━━ Task input

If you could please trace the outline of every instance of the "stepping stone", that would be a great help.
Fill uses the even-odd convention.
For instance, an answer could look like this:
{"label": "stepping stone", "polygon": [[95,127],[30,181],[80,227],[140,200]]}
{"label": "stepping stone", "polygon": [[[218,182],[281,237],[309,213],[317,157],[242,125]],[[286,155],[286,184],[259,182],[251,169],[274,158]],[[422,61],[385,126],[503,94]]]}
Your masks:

━━━━

Task item.
Restate the entries. Match them exactly.

Expected answer.
If you could please trace the outline of every instance of the "stepping stone", that would be a great help.
Fill uses the even-odd convention.
For instance, an answer could look like this:
{"label": "stepping stone", "polygon": [[95,127],[30,181],[80,227],[140,200]]}
{"label": "stepping stone", "polygon": [[[218,182],[281,237],[309,213],[317,157],[242,125]],[[286,155],[286,184],[259,182],[251,169],[274,158]],[[422,61],[385,126],[503,94]]]}
Your masks:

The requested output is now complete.